**PROMPT:** Repeat every record below exactly, but leave out any pictures.

■ ■ ■ ■ ■

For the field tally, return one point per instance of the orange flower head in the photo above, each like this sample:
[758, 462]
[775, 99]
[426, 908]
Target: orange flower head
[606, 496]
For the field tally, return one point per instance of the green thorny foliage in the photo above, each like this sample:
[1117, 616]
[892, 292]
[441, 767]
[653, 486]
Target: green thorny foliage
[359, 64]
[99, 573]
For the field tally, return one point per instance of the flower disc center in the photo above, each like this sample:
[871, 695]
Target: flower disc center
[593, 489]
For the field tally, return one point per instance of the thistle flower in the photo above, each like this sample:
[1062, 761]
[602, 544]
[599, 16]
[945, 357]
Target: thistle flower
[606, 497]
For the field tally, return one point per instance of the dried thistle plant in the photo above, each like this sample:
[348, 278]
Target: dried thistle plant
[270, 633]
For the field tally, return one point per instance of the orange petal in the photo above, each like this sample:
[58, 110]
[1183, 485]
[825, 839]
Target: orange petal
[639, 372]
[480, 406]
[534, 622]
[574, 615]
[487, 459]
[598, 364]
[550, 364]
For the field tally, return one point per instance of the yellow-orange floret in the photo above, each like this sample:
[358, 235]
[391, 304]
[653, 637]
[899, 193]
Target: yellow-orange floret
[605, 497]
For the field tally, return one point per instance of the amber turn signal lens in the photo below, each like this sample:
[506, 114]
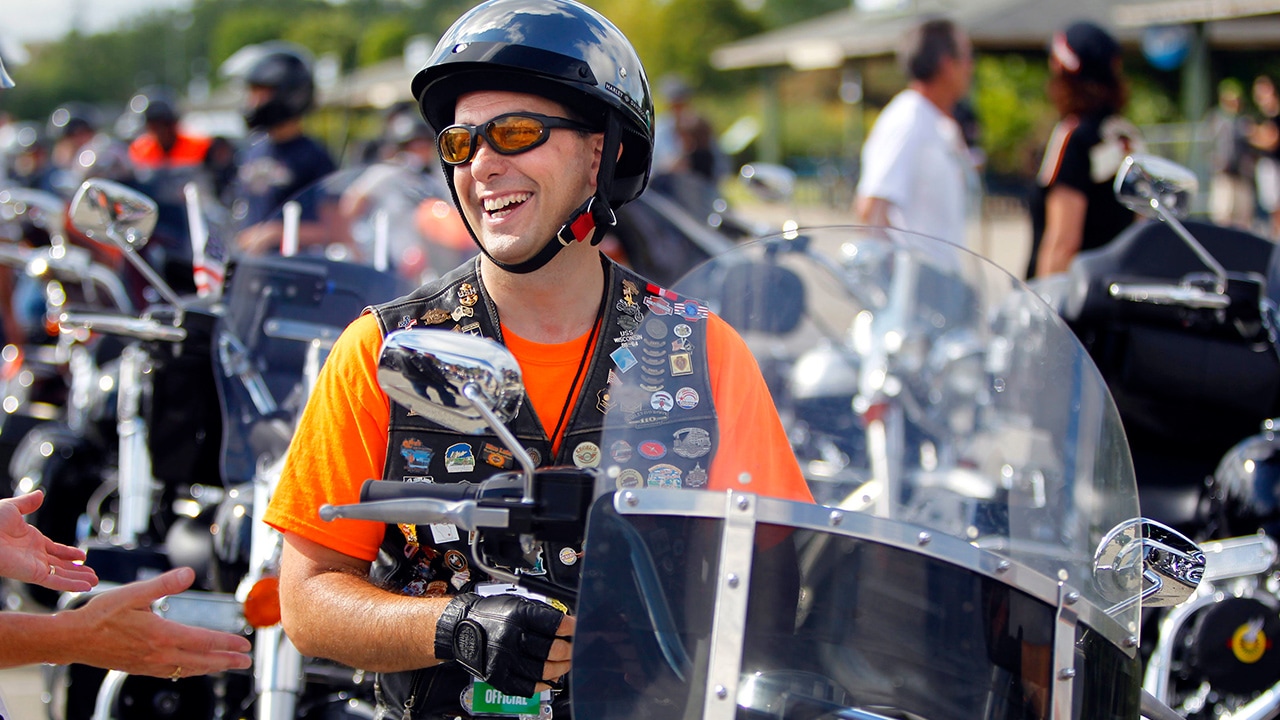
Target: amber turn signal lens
[263, 604]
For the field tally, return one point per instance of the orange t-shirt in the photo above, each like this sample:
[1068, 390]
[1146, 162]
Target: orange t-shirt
[342, 437]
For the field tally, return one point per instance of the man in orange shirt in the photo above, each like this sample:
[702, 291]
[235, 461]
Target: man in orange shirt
[544, 126]
[161, 144]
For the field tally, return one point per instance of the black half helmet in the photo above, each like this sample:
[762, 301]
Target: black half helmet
[287, 69]
[557, 49]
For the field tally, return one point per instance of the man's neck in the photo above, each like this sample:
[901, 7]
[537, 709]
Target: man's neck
[937, 95]
[553, 304]
[286, 131]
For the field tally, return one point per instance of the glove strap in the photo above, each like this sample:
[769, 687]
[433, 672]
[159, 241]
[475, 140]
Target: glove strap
[448, 623]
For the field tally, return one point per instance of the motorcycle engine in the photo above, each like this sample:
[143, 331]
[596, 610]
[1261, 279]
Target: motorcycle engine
[1234, 646]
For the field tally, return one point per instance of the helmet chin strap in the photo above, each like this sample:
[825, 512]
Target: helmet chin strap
[594, 214]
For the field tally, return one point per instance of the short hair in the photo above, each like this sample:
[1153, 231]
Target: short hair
[926, 45]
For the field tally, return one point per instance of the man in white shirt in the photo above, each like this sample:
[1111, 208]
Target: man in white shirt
[915, 167]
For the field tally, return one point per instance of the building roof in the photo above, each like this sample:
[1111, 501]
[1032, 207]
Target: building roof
[993, 24]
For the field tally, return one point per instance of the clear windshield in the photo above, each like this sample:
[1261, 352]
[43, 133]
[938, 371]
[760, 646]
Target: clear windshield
[387, 215]
[954, 423]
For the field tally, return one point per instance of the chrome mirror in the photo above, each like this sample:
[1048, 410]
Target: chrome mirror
[41, 209]
[771, 182]
[109, 212]
[451, 378]
[1146, 181]
[460, 381]
[1144, 560]
[1156, 187]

■ ■ ■ ■ ■

**ANSWER TO THIS TASK:**
For the field tally, return one point per instance of the orange flower head in the photo above, each like this sample:
[758, 462]
[775, 99]
[426, 908]
Target: orange flower head
[606, 496]
For the field tally, return one point per instance of the green thorny foliage in the photo above, each like this sample:
[1117, 616]
[892, 292]
[441, 767]
[653, 486]
Target: green thorny foliage
[359, 64]
[99, 573]
For the field tally, return one point per instance of the flower disc center in the photo above, each like this sample:
[871, 695]
Target: flower disc center
[593, 489]
For the field tally, return one point per instance of the thistle flower in the photo above, each like this sample:
[1062, 761]
[602, 544]
[599, 16]
[945, 357]
Target: thistle flower
[606, 497]
For the field tally, return one point per instance of the dried thistle plant in the photo above, each like this sample:
[348, 278]
Target: dried thistle plant
[270, 633]
For the field tally, return one point per instance of the orange petal in the photo above, each like this sample:
[58, 110]
[1183, 485]
[825, 839]
Target: orange petal
[639, 372]
[480, 406]
[534, 622]
[574, 615]
[487, 459]
[598, 364]
[550, 364]
For the field tally, return one point per instance of the yellow-orange floret in the photo above, each like this sample:
[358, 235]
[391, 304]
[653, 637]
[899, 193]
Target: yellow-orange floret
[605, 497]
For the field tally, return one point per instance of the amber turn signal lens in the photo below, each like this sample:
[506, 114]
Target: amber turn signal lens
[263, 604]
For the field tally, return one point per instance of the orange t-shirt in the photo above, each like this sample:
[1068, 390]
[1146, 162]
Target: orange t-shirt
[342, 437]
For the field tally, return one point per instance of the man in orange shirt in the photo above, each like this sample:
[702, 291]
[235, 461]
Target: man in orange shirt
[544, 126]
[161, 144]
For the field tally, return one point per instance of the black half helmet in the photo above, each like this sample:
[762, 301]
Target: black half helmet
[287, 69]
[557, 49]
For the field tally, return one point per instance of the man's neck in the photo above, each like this sample:
[901, 7]
[537, 709]
Target: man's neck
[937, 95]
[553, 304]
[286, 131]
For the field tally, return one point per instance of the glove strap in the photo above, each like this sample:
[769, 687]
[433, 672]
[159, 241]
[475, 140]
Target: glove strap
[448, 623]
For the field tally, return one point per instance of the motorcycle engine in the photo above, each like this sample:
[143, 331]
[596, 610]
[1261, 279]
Target: motorcycle engine
[1234, 646]
For the field tally, return one point per instance of the helmet chin strap in the photo above, each like this sample:
[825, 512]
Target: helmet chin strap
[594, 214]
For the field tally, return one point per instance of the short hair in the photo above, each like this sample:
[1153, 231]
Target: short hair
[926, 45]
For the field tally, return one point per instance of the man in white shirt in the photo above, each like this sample:
[1111, 208]
Target: man in white shirt
[915, 167]
For the field tally, return one point per instance of the building roof in the photo above, each like this sample:
[1111, 501]
[1032, 207]
Target: building roof
[993, 24]
For the field tally, return one point per instance of the clear windshield in the photo above, each like this sample:
[1261, 352]
[43, 133]
[938, 371]
[760, 646]
Target: clear windshield
[387, 215]
[954, 423]
For the field tally, return one point per instance of the chrome mirror in the photo above, each like this sample:
[1048, 410]
Target: chrome mirror
[41, 209]
[771, 182]
[109, 212]
[451, 378]
[1146, 181]
[460, 381]
[1144, 560]
[1156, 187]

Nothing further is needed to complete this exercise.